*What is being asked*
Count the lines in the entries below that contain the string "flower", treating uppercase and lowercase letters as different. Give only the number.

*Data*
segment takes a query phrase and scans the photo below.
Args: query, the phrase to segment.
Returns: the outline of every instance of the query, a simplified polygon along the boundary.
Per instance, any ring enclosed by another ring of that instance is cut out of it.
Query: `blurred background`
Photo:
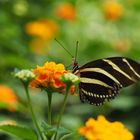
[[[54,40],[57,38],[77,61],[126,56],[140,62],[139,0],[0,0],[0,122],[11,120],[32,126],[26,96],[14,68],[32,69],[46,61],[69,66],[71,56]],[[32,102],[40,122],[47,120],[47,95],[31,89]],[[63,95],[53,98],[53,120],[57,119]],[[120,91],[101,107],[82,104],[69,97],[62,124],[77,130],[89,117],[103,114],[121,121],[140,139],[140,82]],[[0,132],[1,140],[18,140]],[[73,137],[78,140],[78,137]]]

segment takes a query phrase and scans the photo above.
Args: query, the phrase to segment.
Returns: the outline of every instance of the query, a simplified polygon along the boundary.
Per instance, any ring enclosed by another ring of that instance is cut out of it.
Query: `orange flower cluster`
[[[108,1],[104,4],[104,14],[108,20],[117,20],[123,14],[123,7],[115,1]]]
[[[44,19],[27,23],[25,29],[29,35],[50,40],[58,31],[58,26],[54,21]]]
[[[66,84],[60,80],[62,75],[68,73],[63,64],[46,62],[43,66],[37,66],[37,68],[33,69],[33,73],[36,78],[31,81],[31,87],[49,88],[59,92],[63,92],[66,87]]]
[[[98,116],[97,120],[90,118],[86,126],[79,129],[88,140],[133,140],[134,136],[121,122],[109,122],[104,116]]]
[[[17,97],[14,91],[5,85],[0,85],[0,103],[6,105],[9,111],[15,111],[17,108]]]
[[[62,4],[57,7],[56,14],[61,19],[74,20],[76,17],[75,7],[70,3]]]

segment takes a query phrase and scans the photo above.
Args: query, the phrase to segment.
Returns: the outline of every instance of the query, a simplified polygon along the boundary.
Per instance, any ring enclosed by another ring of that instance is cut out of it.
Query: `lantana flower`
[[[27,69],[23,69],[18,72],[15,72],[14,76],[23,82],[28,82],[32,80],[33,78],[35,78],[35,74],[32,71],[27,70]]]
[[[121,122],[109,122],[104,116],[89,118],[79,133],[87,140],[133,140],[133,134]]]
[[[4,108],[9,111],[16,111],[17,109],[18,99],[16,94],[11,88],[5,85],[0,85],[0,103],[4,104]]]
[[[65,70],[63,64],[56,64],[55,62],[46,62],[43,66],[37,66],[33,69],[36,78],[30,83],[31,87],[51,89],[53,91],[62,92],[66,88],[66,82],[61,80],[61,76],[70,73]],[[74,92],[73,86],[70,91]]]

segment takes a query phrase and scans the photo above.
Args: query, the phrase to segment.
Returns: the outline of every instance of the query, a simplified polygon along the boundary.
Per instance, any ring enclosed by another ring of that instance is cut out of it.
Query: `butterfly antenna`
[[[62,43],[60,43],[56,38],[54,40],[73,58],[73,55],[62,45]]]

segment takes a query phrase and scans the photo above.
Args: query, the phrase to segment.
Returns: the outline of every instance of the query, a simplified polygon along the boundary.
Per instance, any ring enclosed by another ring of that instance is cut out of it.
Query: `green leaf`
[[[52,138],[57,131],[56,126],[51,126],[45,122],[42,123],[42,127],[43,127],[44,134],[46,135],[47,138]],[[71,135],[73,135],[73,133],[70,130],[64,127],[60,127],[58,129],[57,139],[63,140],[64,138],[67,138]]]
[[[35,132],[28,127],[23,127],[19,125],[0,125],[0,130],[13,134],[24,140],[37,140],[37,135]]]
[[[46,135],[47,138],[52,138],[52,136],[55,134],[56,132],[56,128],[54,126],[51,126],[45,122],[42,123],[42,128],[43,128],[43,132]]]

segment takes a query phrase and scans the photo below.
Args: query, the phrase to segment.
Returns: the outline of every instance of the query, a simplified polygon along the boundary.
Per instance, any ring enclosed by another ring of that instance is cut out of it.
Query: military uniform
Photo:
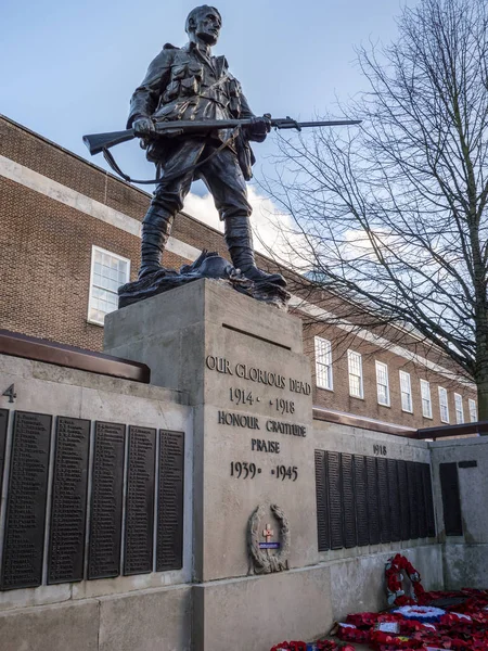
[[[138,118],[205,120],[254,117],[240,82],[229,73],[224,56],[208,56],[194,42],[184,48],[166,44],[151,63],[130,102],[128,128]],[[253,252],[245,180],[254,163],[248,140],[262,141],[266,132],[232,130],[207,137],[177,136],[144,140],[147,158],[163,179],[156,187],[142,228],[140,275],[154,270],[169,237],[175,215],[194,178],[214,195],[224,220],[226,243],[234,266],[245,270]],[[217,151],[224,145],[221,151]],[[208,159],[207,159],[208,158]],[[193,166],[198,165],[196,169]],[[165,180],[166,177],[166,180]],[[254,265],[254,257],[251,260]],[[281,278],[281,277],[280,277]]]

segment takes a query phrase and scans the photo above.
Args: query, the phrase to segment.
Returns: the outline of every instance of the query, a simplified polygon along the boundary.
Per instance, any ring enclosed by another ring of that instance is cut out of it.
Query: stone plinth
[[[283,522],[270,511],[277,505],[290,527],[288,566],[314,564],[311,374],[300,320],[219,282],[197,281],[108,315],[105,350],[144,361],[152,383],[190,395],[194,578],[205,584],[201,589],[253,572],[247,525],[260,505],[259,541],[269,524],[268,541],[281,545],[262,553],[280,553],[286,542]],[[262,578],[262,593],[273,579],[275,585],[275,577]],[[239,610],[241,589],[244,584],[236,584],[229,592]],[[268,598],[283,621],[297,616],[294,600],[281,590]],[[229,620],[203,617],[206,636],[208,626],[232,627]]]

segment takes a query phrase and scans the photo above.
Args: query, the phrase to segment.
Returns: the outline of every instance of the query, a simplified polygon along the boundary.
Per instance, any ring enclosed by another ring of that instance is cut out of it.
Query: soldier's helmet
[[[190,21],[192,18],[195,18],[200,13],[209,11],[215,12],[219,16],[220,22],[222,22],[222,16],[218,9],[216,9],[215,7],[210,7],[209,4],[202,4],[201,7],[195,7],[195,9],[192,9],[192,11],[188,14],[187,22],[184,24],[184,30],[187,31],[187,34],[190,33]]]

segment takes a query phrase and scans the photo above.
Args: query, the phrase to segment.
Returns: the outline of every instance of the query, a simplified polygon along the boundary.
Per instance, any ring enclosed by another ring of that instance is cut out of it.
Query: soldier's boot
[[[256,267],[253,250],[253,234],[249,218],[236,215],[224,220],[224,240],[235,269],[241,269],[254,282],[269,282],[286,286],[281,273],[267,273]]]
[[[171,232],[172,212],[162,206],[151,206],[142,221],[141,268],[139,280],[160,271],[160,256]]]

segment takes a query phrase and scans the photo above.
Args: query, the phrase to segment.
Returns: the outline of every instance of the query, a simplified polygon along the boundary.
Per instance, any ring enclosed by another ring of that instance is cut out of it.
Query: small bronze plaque
[[[57,417],[48,583],[84,578],[90,421]]]
[[[459,461],[458,468],[477,468],[478,462],[473,459],[472,461]]]
[[[124,574],[153,571],[156,430],[129,427]]]
[[[8,409],[0,409],[0,496],[2,494],[3,465],[5,463],[7,426],[9,424]]]
[[[120,574],[126,425],[95,423],[88,578]]]
[[[183,566],[184,433],[159,430],[156,571]]]
[[[51,423],[44,413],[15,412],[2,590],[34,588],[42,580]]]

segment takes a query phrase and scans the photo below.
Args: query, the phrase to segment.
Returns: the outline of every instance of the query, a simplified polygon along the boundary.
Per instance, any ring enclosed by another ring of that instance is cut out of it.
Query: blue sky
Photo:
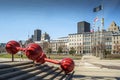
[[[104,9],[93,8],[104,3]],[[51,39],[77,33],[77,22],[93,25],[96,16],[105,18],[105,29],[112,21],[120,25],[120,0],[0,0],[0,43],[26,40],[35,29]]]

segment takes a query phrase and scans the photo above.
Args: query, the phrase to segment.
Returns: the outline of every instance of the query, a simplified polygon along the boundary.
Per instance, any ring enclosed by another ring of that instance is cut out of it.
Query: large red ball
[[[31,43],[26,47],[25,50],[26,56],[31,60],[37,60],[39,56],[42,55],[42,48],[35,43]]]
[[[61,61],[61,68],[65,71],[65,73],[69,73],[74,69],[74,61],[71,58],[64,58]]]

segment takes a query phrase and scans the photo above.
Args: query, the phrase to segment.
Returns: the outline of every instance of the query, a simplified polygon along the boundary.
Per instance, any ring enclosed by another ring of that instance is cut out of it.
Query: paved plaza
[[[75,64],[74,80],[120,80],[120,60],[83,56]]]
[[[0,58],[0,61],[10,60]],[[81,60],[75,60],[74,71],[72,80],[120,80],[120,60],[100,60],[94,56],[83,56]]]

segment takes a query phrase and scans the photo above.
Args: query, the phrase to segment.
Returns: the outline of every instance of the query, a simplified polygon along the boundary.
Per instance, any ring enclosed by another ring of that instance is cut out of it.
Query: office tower
[[[90,32],[90,23],[82,21],[77,23],[77,33]]]

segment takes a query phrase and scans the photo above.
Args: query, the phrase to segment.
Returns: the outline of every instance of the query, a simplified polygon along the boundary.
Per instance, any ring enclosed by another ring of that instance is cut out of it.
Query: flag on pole
[[[102,26],[104,26],[104,18],[102,18],[101,23],[102,23]]]
[[[94,19],[94,22],[97,22],[99,19],[98,19],[98,17],[96,17],[95,19]]]
[[[95,7],[95,8],[93,8],[93,12],[98,12],[98,11],[100,11],[102,9],[103,9],[102,5],[99,5],[99,6]]]

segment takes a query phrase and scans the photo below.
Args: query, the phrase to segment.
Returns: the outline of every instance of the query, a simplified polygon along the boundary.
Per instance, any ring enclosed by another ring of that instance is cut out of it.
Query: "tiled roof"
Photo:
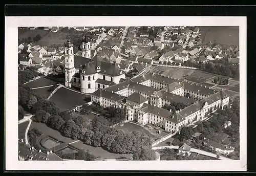
[[[63,54],[62,53],[60,53],[60,52],[57,51],[53,55],[56,56],[63,56]]]
[[[128,96],[126,98],[127,100],[129,100],[138,104],[141,104],[147,101],[148,100],[143,97],[141,94],[137,92],[134,92],[132,95]]]
[[[141,110],[145,113],[150,113],[153,115],[165,118],[168,118],[173,114],[173,112],[170,112],[167,109],[158,107],[157,106],[154,106],[145,103],[143,104],[142,107],[143,107]]]
[[[33,56],[33,57],[39,57],[40,53],[38,51],[34,51],[31,52],[30,54]]]
[[[159,97],[163,99],[176,103],[183,103],[185,104],[189,105],[196,102],[193,98],[187,98],[185,97],[181,96],[178,95],[174,94],[171,93],[166,92],[162,90],[158,91],[157,94]]]
[[[80,73],[76,73],[74,75],[74,77],[75,78],[81,78],[81,75],[80,74]]]
[[[193,83],[189,83],[185,81],[183,81],[181,82],[181,85],[185,90],[191,91],[194,92],[197,92],[204,95],[210,95],[211,94],[213,94],[214,93],[214,91],[211,89],[197,85],[196,84]]]
[[[42,61],[42,58],[33,57],[31,57],[31,59],[35,62],[35,63],[40,63]]]
[[[208,141],[204,141],[204,142],[207,144],[216,148],[219,148],[222,150],[232,150],[234,149],[234,148],[231,146],[224,145],[219,143],[217,143],[210,140],[209,140]]]
[[[100,84],[104,84],[104,85],[109,85],[110,86],[112,86],[112,85],[116,84],[116,83],[114,82],[107,81],[106,80],[104,80],[104,79],[97,79],[96,80],[95,82],[99,83]]]
[[[30,58],[29,57],[20,57],[20,58],[19,59],[19,61],[23,61],[24,62],[28,62],[29,61],[29,59],[30,59]]]
[[[87,64],[90,61],[90,59],[74,55],[74,61],[75,62],[75,67],[77,68],[82,68]]]
[[[181,147],[179,148],[179,150],[189,151],[191,147],[186,143],[184,143]]]
[[[54,52],[56,51],[56,50],[54,48],[49,48],[47,49],[47,51],[49,52]]]
[[[198,53],[199,52],[199,50],[197,48],[195,48],[192,51],[190,51],[190,52],[188,52],[188,54],[189,54],[191,56],[194,56],[196,55],[196,54]]]
[[[130,84],[128,86],[128,88],[149,95],[152,94],[154,92],[154,89],[151,87],[136,83]]]
[[[128,85],[134,83],[134,82],[133,82],[130,78],[127,78],[126,79],[125,81],[119,83],[119,84],[112,85],[110,87],[106,87],[105,90],[110,92],[113,91],[114,92],[116,92],[117,91],[126,89]]]
[[[115,101],[120,101],[125,98],[125,97],[119,95],[114,93],[106,91],[105,90],[102,90],[101,89],[98,89],[97,91],[92,93],[92,95],[98,97],[103,97]]]
[[[182,87],[182,86],[180,85],[180,84],[179,84],[177,82],[174,82],[168,84],[164,90],[166,90],[168,92],[172,92],[172,91],[181,87]]]
[[[144,59],[144,58],[139,58],[138,59],[138,62],[144,62],[144,63],[151,63],[151,62],[152,62],[152,60],[151,60],[151,59]]]

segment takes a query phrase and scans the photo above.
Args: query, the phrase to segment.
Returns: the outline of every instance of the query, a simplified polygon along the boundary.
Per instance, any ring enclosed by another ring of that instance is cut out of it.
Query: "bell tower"
[[[82,56],[91,59],[91,40],[85,35],[82,39]]]
[[[74,61],[73,45],[69,39],[64,44],[65,47],[65,86],[71,87],[73,76],[76,73]]]

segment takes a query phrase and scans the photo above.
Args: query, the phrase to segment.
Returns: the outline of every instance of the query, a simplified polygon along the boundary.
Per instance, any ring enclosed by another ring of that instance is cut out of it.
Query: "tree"
[[[155,152],[150,148],[143,148],[139,155],[140,160],[155,160]]]
[[[67,121],[68,120],[71,119],[72,118],[71,114],[70,112],[67,111],[63,111],[60,113],[59,116],[64,120],[65,121]]]
[[[85,160],[85,161],[94,161],[96,157],[88,152],[84,152],[83,150],[79,150],[78,152],[75,154],[76,160]]]
[[[190,127],[183,127],[180,130],[180,135],[186,140],[188,139],[193,134],[193,129]]]
[[[81,115],[88,115],[90,111],[91,111],[91,106],[88,104],[83,104],[81,110],[80,111],[80,114]]]
[[[80,127],[72,120],[68,120],[63,128],[63,133],[65,136],[74,139],[80,138]]]
[[[33,106],[37,102],[37,99],[36,97],[31,95],[29,99],[28,100],[28,102],[27,103],[27,105],[28,106],[28,108],[29,109],[32,108]]]
[[[40,122],[42,121],[43,117],[46,114],[46,112],[44,110],[40,110],[36,112],[35,115],[35,119],[36,122]]]
[[[46,112],[45,114],[42,116],[41,122],[47,124],[48,120],[51,118],[51,115],[48,113]]]
[[[217,79],[216,79],[216,78],[214,78],[214,82],[216,84],[217,83]]]
[[[25,115],[25,112],[23,109],[23,107],[22,106],[18,106],[18,120],[20,120],[23,119],[24,117],[24,115]]]
[[[60,130],[65,124],[65,121],[59,116],[54,116],[50,120],[50,125],[52,128]]]

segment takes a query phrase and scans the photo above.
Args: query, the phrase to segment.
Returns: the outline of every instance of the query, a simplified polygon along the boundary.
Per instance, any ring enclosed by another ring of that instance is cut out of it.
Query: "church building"
[[[82,57],[74,53],[74,46],[68,40],[65,43],[65,86],[79,89],[84,93],[92,93],[98,89],[104,89],[118,84],[125,78],[125,73],[115,62],[96,55],[91,57],[90,40],[82,39]]]

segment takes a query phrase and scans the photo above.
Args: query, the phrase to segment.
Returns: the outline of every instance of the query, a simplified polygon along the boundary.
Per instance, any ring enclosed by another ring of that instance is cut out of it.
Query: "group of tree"
[[[228,84],[228,79],[223,79],[222,76],[221,76],[220,78],[220,76],[218,76],[214,78],[214,82],[220,85],[227,85]]]
[[[85,161],[94,161],[96,157],[94,155],[90,153],[89,151],[79,150],[76,153],[65,153],[63,152],[57,152],[57,155],[64,160],[76,160]]]
[[[18,72],[18,81],[19,86],[38,76],[34,67],[30,67],[23,71]]]
[[[33,37],[33,40],[31,37],[29,36],[28,38],[23,38],[22,40],[18,39],[18,42],[20,44],[21,43],[25,42],[27,43],[30,43],[32,42],[36,42],[41,39],[42,37],[40,34],[37,34],[35,36]]]
[[[172,109],[172,111],[175,112],[176,111],[182,109],[187,106],[184,103],[182,102],[176,102],[174,101],[171,101],[170,103],[168,104],[165,104],[163,105],[163,108],[167,110]]]
[[[101,147],[112,152],[133,153],[136,160],[155,159],[147,135],[136,131],[126,133],[110,127],[111,123],[123,120],[123,117],[123,117],[121,109],[110,108],[108,119],[96,117],[88,124],[81,117],[73,118],[68,112],[61,112],[53,102],[28,88],[20,86],[18,91],[20,106],[26,107],[34,114],[35,121],[46,124],[65,137],[79,139],[86,144]],[[19,111],[22,112],[21,108]]]
[[[239,65],[232,64],[227,58],[203,63],[194,62],[190,60],[184,62],[184,65],[199,68],[202,71],[232,78],[239,78]]]
[[[161,154],[161,160],[193,160],[195,159],[188,157],[187,155],[180,155],[177,150],[165,148],[159,151]]]

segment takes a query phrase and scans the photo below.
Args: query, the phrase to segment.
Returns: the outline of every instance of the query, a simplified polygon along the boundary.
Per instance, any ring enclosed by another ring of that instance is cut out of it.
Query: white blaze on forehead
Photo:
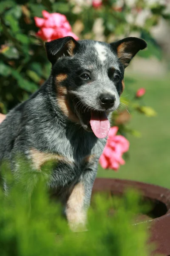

*Reply to the exercise*
2